Task inputs:
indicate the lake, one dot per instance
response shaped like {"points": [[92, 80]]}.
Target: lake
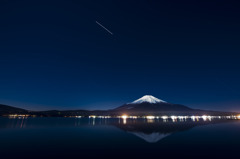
{"points": [[118, 138]]}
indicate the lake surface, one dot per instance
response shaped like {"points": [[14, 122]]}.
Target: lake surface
{"points": [[111, 138]]}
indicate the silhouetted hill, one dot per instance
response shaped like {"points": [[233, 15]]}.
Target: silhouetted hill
{"points": [[6, 110]]}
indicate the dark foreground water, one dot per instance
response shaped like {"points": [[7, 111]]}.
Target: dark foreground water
{"points": [[113, 138]]}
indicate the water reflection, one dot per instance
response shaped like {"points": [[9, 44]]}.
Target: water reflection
{"points": [[150, 129]]}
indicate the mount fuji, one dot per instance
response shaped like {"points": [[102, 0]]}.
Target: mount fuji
{"points": [[151, 104]]}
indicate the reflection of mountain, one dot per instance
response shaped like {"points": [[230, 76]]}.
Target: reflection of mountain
{"points": [[157, 130], [151, 138]]}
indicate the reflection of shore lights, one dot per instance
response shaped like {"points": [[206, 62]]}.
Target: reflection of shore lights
{"points": [[124, 116], [204, 117], [164, 117], [174, 118], [150, 117]]}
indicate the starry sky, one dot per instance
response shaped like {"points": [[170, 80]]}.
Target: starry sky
{"points": [[53, 54]]}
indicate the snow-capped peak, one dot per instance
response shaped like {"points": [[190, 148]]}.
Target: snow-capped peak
{"points": [[148, 99]]}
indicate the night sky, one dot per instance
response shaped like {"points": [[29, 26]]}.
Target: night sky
{"points": [[53, 54]]}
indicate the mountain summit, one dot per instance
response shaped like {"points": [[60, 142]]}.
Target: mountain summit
{"points": [[148, 99], [149, 104]]}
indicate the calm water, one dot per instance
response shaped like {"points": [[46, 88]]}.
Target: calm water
{"points": [[111, 138]]}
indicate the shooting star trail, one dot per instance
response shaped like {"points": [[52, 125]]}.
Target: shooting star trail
{"points": [[104, 27]]}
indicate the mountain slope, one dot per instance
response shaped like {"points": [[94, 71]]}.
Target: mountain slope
{"points": [[149, 103]]}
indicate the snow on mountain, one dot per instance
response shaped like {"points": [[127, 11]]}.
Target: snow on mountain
{"points": [[148, 99]]}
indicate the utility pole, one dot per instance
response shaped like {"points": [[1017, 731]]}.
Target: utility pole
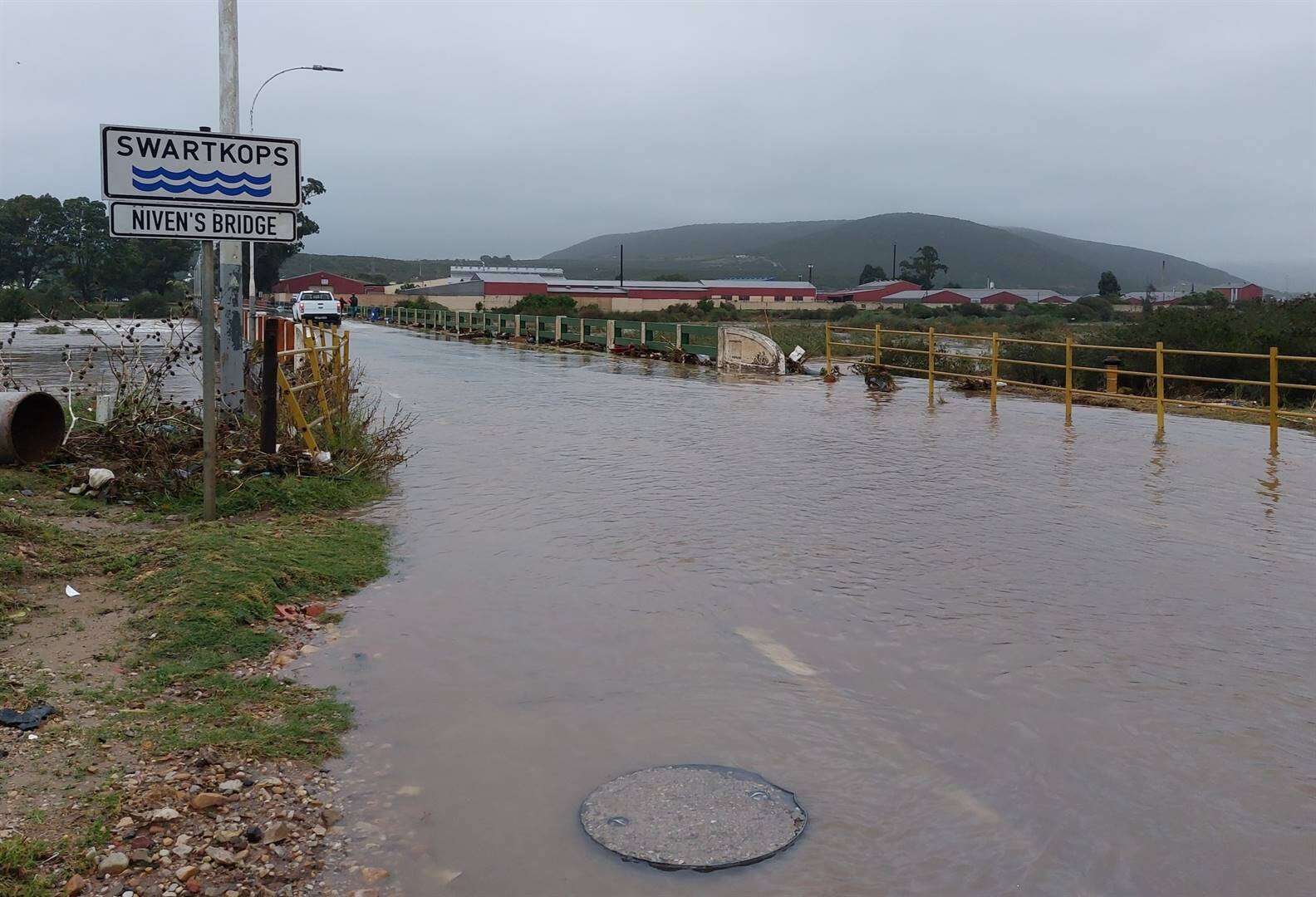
{"points": [[232, 345]]}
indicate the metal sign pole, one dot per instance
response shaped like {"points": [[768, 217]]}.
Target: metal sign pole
{"points": [[232, 345], [209, 379]]}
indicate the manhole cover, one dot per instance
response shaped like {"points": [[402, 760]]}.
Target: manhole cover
{"points": [[692, 817]]}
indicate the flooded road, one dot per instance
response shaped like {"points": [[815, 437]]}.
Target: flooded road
{"points": [[989, 655]]}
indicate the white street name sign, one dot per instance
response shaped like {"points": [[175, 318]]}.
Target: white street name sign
{"points": [[166, 221], [198, 167]]}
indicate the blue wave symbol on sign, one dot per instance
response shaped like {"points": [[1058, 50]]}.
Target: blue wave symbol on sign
{"points": [[245, 182]]}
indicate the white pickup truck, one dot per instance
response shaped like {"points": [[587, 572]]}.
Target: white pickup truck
{"points": [[316, 306]]}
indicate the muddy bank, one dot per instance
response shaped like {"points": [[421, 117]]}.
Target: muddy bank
{"points": [[180, 757]]}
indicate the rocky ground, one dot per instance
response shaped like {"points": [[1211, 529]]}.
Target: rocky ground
{"points": [[199, 821], [115, 792]]}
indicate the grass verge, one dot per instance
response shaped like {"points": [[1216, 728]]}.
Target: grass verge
{"points": [[203, 624]]}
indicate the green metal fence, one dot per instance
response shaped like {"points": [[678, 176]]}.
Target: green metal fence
{"points": [[665, 337]]}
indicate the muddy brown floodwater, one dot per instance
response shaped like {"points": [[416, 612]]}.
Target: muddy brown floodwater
{"points": [[987, 655]]}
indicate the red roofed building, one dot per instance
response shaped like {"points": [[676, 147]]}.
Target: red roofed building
{"points": [[337, 284], [1240, 292], [872, 291]]}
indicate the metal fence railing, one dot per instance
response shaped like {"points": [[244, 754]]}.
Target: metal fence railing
{"points": [[607, 333], [1271, 385]]}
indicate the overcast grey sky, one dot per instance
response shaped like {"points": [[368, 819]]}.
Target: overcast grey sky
{"points": [[461, 129]]}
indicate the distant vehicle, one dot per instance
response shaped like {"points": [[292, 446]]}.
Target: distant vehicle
{"points": [[316, 306]]}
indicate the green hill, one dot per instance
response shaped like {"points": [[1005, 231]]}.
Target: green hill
{"points": [[370, 268], [1135, 267], [691, 241], [974, 252]]}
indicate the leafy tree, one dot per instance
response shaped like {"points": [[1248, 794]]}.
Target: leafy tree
{"points": [[270, 257], [29, 238], [872, 272], [923, 267], [86, 245], [1093, 308], [13, 306], [155, 304]]}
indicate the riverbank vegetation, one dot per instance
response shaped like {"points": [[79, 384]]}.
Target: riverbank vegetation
{"points": [[161, 640]]}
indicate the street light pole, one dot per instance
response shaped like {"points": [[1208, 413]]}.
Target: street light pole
{"points": [[252, 130]]}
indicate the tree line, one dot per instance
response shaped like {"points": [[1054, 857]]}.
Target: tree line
{"points": [[65, 250]]}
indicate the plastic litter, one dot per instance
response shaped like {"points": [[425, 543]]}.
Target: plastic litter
{"points": [[27, 720]]}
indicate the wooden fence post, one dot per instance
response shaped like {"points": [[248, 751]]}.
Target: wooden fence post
{"points": [[270, 392], [1160, 390], [932, 365], [1069, 380], [827, 340], [1274, 399]]}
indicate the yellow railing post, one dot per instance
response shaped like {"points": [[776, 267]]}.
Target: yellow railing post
{"points": [[932, 363], [827, 340], [1160, 390], [1274, 399], [1069, 380]]}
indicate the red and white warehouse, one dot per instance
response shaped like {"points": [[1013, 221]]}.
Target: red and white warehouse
{"points": [[336, 283], [498, 290], [898, 293]]}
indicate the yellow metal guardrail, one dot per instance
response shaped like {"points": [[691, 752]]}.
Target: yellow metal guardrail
{"points": [[327, 353], [987, 363]]}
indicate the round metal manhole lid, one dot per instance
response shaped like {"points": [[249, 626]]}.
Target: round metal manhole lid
{"points": [[692, 817]]}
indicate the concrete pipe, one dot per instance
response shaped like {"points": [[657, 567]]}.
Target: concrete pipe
{"points": [[32, 426]]}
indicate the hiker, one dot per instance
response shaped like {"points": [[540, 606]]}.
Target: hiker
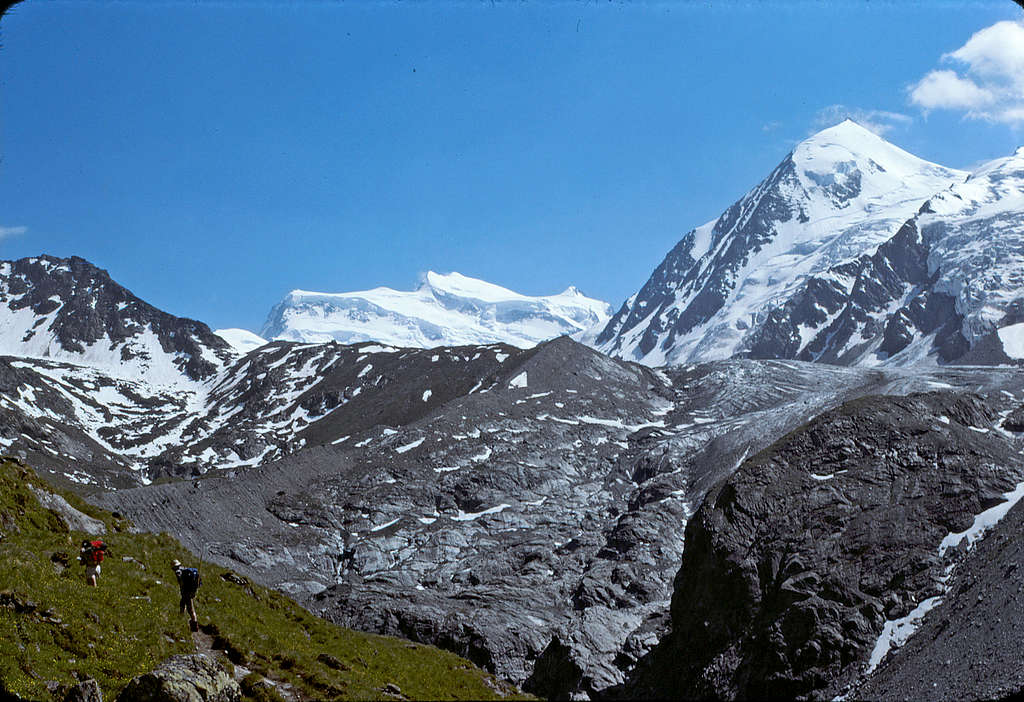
{"points": [[90, 556], [188, 582]]}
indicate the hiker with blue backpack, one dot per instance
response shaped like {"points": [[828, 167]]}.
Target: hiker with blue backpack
{"points": [[188, 582]]}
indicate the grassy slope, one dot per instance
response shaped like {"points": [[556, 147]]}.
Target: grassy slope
{"points": [[52, 626]]}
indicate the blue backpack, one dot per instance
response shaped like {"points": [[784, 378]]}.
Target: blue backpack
{"points": [[189, 580]]}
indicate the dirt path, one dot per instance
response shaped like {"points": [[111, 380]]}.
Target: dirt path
{"points": [[204, 644]]}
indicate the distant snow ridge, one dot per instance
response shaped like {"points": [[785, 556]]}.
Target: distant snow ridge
{"points": [[722, 290], [446, 310], [242, 341]]}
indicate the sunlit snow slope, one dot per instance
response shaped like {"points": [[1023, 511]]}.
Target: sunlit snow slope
{"points": [[445, 310], [838, 196]]}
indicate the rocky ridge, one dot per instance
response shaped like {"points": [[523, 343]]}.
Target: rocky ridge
{"points": [[796, 564], [534, 525]]}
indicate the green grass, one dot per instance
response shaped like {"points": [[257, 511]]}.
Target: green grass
{"points": [[53, 626]]}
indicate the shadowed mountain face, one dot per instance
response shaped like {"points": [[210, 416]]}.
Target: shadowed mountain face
{"points": [[797, 566], [530, 509], [537, 523], [68, 309]]}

Your assignment:
Give back the material exactly as written, from its first line to the line that contains "indicate the reflection of mountain, one", and leave out the pictures.

Reply to the exercise:
indicate the lake, one dot per instance
response shaped like {"points": [[92, 80]]}.
Target: lake
{"points": [[118, 138]]}
indicate the lake surface, one dot per instance
response shaped like {"points": [[14, 122]]}.
Target: lake surface
{"points": [[111, 138]]}
indicate the silhouetted hill, one dot per instance
response shaped like {"points": [[233, 15]]}.
Target: silhouetted hill
{"points": [[6, 110]]}
indicate the dark foreground water, one dot per instance
response shaped like {"points": [[7, 111]]}.
Target: dark foreground water
{"points": [[113, 138]]}
indicate the water reflection, one dot per instance
response shaped like {"points": [[9, 44]]}.
Target: water reflection
{"points": [[150, 129]]}
indicate the mount fuji, one dot per instance
response shaped like {"points": [[102, 0]]}.
Target: mount fuji
{"points": [[151, 104]]}
indicate the reflection of mountain, one dot per instance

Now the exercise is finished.